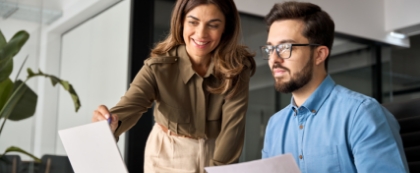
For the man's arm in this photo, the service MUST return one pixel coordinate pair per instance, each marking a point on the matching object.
(375, 141)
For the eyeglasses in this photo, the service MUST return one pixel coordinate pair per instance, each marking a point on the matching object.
(283, 50)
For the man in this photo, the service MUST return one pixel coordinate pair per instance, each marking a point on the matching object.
(326, 127)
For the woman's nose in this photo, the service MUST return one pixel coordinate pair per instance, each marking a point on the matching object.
(201, 31)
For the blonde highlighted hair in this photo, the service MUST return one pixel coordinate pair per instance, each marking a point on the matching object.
(229, 56)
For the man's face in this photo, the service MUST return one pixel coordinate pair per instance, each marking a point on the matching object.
(295, 72)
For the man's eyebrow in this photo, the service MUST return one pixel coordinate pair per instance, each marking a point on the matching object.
(195, 18)
(283, 41)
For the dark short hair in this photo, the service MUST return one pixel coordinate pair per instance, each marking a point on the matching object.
(319, 27)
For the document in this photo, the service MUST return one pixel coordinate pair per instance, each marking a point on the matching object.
(279, 164)
(92, 148)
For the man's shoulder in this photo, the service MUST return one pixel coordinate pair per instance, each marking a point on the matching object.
(341, 93)
(281, 115)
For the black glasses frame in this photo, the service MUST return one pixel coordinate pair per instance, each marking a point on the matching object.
(276, 48)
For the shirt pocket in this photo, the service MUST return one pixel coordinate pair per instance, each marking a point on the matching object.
(174, 114)
(322, 159)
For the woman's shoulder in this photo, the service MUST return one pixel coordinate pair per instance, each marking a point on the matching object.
(160, 60)
(166, 58)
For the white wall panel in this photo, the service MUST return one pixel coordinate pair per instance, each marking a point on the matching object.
(401, 14)
(95, 60)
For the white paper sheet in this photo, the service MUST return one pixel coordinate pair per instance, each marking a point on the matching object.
(279, 164)
(92, 148)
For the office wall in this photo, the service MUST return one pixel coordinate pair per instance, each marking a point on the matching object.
(95, 60)
(360, 18)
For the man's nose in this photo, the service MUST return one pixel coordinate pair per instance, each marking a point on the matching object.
(274, 57)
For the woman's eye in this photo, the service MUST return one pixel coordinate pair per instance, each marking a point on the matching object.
(193, 22)
(213, 26)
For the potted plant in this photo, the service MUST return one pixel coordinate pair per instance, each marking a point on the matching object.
(17, 100)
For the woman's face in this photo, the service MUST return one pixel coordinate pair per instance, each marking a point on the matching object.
(203, 29)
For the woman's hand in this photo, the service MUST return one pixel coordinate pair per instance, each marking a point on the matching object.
(102, 113)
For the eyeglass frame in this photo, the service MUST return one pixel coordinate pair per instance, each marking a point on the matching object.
(277, 49)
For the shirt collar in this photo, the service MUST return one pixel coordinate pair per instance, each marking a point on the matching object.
(319, 96)
(185, 66)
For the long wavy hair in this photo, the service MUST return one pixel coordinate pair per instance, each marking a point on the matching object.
(229, 56)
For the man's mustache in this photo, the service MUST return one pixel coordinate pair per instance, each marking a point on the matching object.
(277, 65)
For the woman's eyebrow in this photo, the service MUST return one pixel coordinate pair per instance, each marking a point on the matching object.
(195, 18)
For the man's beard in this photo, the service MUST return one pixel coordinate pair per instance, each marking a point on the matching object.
(297, 80)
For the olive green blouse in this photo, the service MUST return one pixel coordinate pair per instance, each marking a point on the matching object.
(184, 105)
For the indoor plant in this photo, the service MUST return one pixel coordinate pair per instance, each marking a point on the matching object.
(17, 100)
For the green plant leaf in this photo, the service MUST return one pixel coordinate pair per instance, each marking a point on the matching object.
(65, 84)
(8, 51)
(11, 103)
(19, 150)
(3, 41)
(5, 91)
(26, 105)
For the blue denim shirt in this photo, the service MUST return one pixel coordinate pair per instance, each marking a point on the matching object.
(337, 130)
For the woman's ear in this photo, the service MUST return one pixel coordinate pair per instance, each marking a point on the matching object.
(321, 54)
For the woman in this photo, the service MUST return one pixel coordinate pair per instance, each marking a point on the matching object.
(198, 79)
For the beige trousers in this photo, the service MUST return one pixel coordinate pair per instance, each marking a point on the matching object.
(169, 153)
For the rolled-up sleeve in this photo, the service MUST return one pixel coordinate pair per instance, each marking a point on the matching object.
(230, 140)
(136, 101)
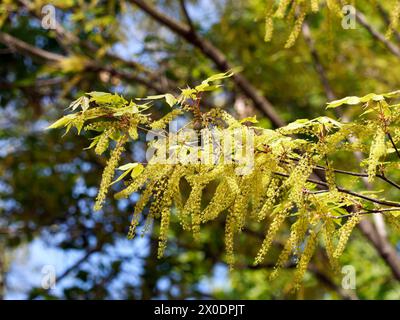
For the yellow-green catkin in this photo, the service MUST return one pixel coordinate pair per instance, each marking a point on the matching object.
(269, 23)
(377, 150)
(221, 200)
(297, 233)
(229, 240)
(344, 234)
(139, 207)
(164, 227)
(334, 7)
(305, 259)
(193, 208)
(164, 121)
(108, 173)
(102, 144)
(274, 227)
(296, 29)
(394, 20)
(329, 231)
(393, 220)
(166, 204)
(271, 196)
(282, 8)
(314, 5)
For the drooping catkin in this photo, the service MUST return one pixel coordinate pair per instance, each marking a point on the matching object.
(229, 240)
(394, 20)
(274, 227)
(296, 29)
(282, 8)
(108, 173)
(102, 144)
(164, 227)
(269, 23)
(344, 234)
(329, 234)
(305, 259)
(393, 221)
(377, 150)
(297, 233)
(139, 207)
(271, 196)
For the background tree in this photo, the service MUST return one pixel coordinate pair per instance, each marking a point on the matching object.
(140, 48)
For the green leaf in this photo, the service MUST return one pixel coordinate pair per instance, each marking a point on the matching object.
(249, 119)
(135, 169)
(64, 121)
(170, 99)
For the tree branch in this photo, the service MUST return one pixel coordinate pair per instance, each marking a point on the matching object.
(215, 55)
(377, 35)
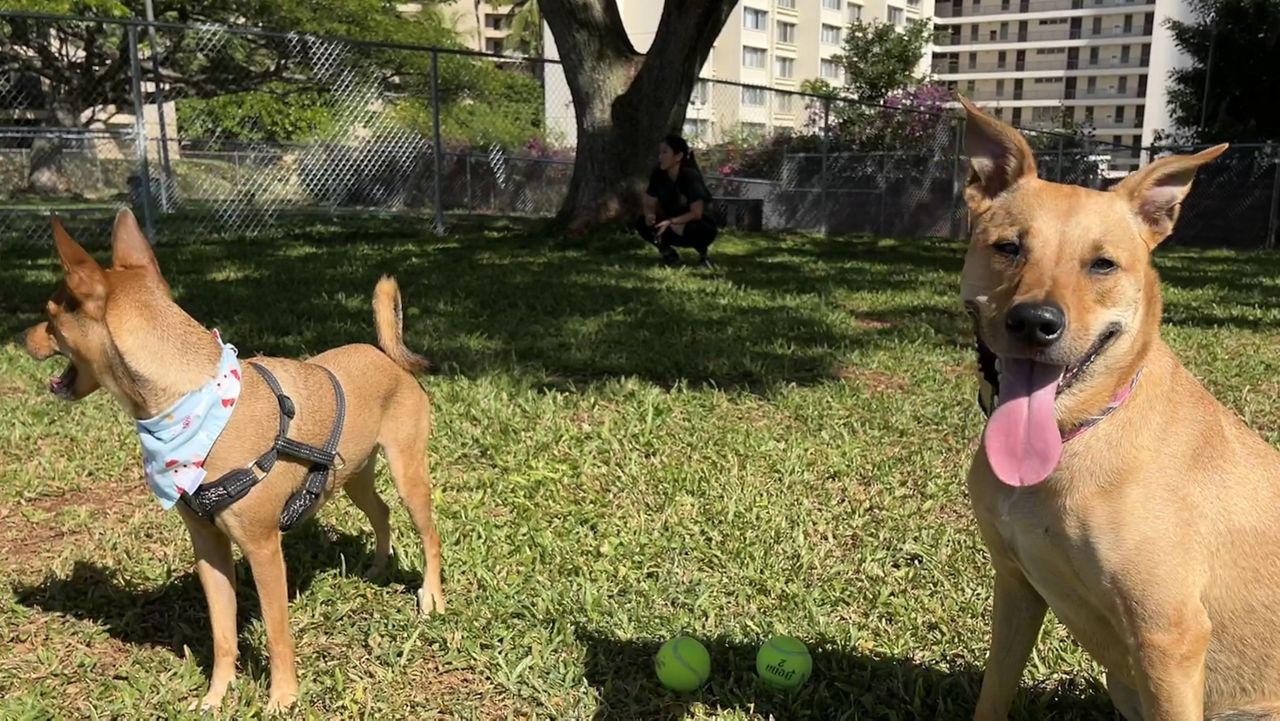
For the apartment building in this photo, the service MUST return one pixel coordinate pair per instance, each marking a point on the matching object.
(1036, 63)
(481, 26)
(766, 44)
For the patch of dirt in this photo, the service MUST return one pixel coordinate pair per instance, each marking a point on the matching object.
(23, 541)
(874, 380)
(873, 323)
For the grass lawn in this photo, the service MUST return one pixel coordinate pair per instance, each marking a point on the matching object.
(622, 452)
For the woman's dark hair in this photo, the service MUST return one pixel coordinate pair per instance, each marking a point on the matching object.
(679, 145)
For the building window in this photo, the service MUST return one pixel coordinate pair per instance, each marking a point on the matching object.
(695, 127)
(786, 32)
(702, 94)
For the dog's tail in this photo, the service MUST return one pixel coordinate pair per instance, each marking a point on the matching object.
(389, 320)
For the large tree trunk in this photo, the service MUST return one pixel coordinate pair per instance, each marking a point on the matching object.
(625, 101)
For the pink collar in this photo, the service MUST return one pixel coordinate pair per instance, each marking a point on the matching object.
(1120, 397)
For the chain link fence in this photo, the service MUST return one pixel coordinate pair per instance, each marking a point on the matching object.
(223, 132)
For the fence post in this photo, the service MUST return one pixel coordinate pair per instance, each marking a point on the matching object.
(1061, 141)
(165, 168)
(958, 178)
(826, 153)
(437, 150)
(1275, 202)
(140, 132)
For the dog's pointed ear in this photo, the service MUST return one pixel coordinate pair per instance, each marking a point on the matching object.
(997, 154)
(85, 277)
(129, 247)
(1156, 192)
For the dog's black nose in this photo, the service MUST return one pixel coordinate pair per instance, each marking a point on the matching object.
(1038, 324)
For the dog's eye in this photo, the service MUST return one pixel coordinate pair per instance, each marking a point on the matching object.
(1102, 265)
(1008, 247)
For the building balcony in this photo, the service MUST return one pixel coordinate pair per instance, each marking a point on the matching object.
(947, 13)
(1043, 97)
(1038, 39)
(1060, 67)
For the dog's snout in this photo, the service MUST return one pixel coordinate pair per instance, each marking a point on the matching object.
(1037, 324)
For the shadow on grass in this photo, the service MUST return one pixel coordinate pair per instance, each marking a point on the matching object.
(844, 685)
(174, 615)
(506, 296)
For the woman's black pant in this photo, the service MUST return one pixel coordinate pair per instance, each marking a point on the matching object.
(699, 234)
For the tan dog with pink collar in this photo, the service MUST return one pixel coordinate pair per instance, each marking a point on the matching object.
(1153, 529)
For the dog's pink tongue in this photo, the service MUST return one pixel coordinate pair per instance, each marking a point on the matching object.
(1022, 438)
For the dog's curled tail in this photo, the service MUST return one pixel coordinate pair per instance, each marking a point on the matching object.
(389, 322)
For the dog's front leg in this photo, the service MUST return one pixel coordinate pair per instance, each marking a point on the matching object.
(1018, 615)
(216, 571)
(1169, 649)
(266, 560)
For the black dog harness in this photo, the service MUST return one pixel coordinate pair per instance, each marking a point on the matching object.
(213, 497)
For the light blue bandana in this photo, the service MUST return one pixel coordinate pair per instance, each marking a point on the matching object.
(176, 442)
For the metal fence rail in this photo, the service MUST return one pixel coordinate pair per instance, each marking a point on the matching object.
(184, 124)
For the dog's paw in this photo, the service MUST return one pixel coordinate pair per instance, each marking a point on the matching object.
(429, 602)
(280, 702)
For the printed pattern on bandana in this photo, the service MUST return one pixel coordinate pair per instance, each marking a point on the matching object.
(176, 442)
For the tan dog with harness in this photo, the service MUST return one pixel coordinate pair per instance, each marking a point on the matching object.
(243, 456)
(1110, 486)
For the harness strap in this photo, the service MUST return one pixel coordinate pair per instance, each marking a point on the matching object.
(208, 500)
(304, 502)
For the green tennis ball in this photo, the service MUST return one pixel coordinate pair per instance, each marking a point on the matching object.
(784, 662)
(682, 664)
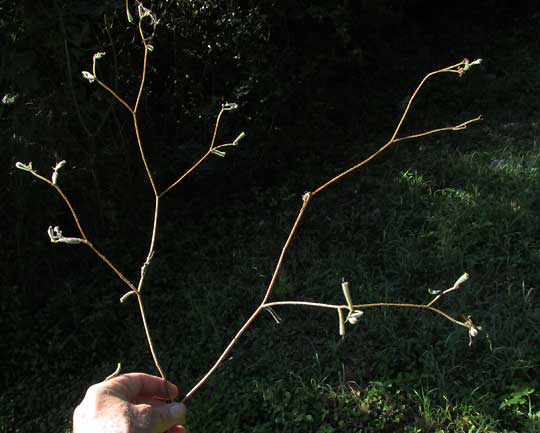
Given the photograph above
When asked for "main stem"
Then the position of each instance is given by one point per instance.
(261, 307)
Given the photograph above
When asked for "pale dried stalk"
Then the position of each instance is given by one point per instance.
(457, 68)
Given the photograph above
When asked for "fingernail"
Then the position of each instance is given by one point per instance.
(177, 411)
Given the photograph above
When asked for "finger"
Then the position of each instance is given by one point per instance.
(165, 416)
(130, 386)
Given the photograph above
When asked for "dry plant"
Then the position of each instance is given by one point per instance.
(348, 313)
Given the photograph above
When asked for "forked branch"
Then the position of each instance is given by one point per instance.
(459, 69)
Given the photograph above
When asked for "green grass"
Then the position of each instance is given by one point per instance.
(413, 222)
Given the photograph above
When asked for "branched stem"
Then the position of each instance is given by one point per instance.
(458, 68)
(366, 306)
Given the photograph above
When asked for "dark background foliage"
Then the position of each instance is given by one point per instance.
(318, 83)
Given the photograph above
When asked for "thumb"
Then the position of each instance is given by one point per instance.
(168, 415)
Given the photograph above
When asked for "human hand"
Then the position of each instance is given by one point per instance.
(130, 403)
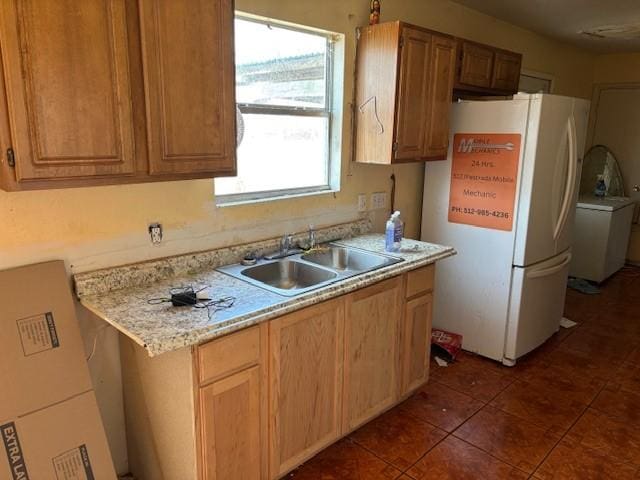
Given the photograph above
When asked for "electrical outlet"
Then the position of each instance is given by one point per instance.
(155, 232)
(362, 202)
(378, 200)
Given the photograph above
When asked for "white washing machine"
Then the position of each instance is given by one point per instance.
(601, 236)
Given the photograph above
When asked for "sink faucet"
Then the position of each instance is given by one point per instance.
(285, 244)
(312, 238)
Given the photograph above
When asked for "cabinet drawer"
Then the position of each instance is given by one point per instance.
(420, 280)
(229, 354)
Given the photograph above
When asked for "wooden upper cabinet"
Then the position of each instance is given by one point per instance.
(487, 70)
(372, 326)
(66, 67)
(506, 71)
(404, 83)
(187, 50)
(413, 94)
(476, 65)
(443, 55)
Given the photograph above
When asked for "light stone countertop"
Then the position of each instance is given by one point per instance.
(163, 328)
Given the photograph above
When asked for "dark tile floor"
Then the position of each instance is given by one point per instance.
(570, 410)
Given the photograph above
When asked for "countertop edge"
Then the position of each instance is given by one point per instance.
(290, 304)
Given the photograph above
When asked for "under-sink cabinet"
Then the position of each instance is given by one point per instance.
(258, 402)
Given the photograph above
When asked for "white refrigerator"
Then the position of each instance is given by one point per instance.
(504, 291)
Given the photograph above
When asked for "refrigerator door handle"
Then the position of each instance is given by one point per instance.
(551, 270)
(571, 177)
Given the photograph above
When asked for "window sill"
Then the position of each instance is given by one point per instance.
(236, 200)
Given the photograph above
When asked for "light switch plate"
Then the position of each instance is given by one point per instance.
(378, 200)
(362, 202)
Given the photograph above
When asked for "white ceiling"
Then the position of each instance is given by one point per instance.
(565, 19)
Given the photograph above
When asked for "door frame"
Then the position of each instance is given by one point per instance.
(595, 101)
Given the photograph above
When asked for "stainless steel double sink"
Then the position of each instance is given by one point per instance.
(299, 273)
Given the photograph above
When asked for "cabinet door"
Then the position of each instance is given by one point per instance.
(230, 410)
(305, 375)
(416, 342)
(187, 50)
(413, 94)
(443, 63)
(506, 72)
(372, 323)
(68, 89)
(476, 65)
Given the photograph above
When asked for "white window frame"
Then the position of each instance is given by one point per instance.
(332, 110)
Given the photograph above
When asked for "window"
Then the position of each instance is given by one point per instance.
(287, 108)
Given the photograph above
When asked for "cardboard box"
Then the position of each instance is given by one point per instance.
(42, 358)
(65, 441)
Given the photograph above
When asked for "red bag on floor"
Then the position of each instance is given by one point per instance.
(445, 345)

***

→ Exercise details: Working from the entries above, return all lines that contain "floor".

→ Expected answer:
When asked for "dark tile floor"
When asked for "red bag on floor"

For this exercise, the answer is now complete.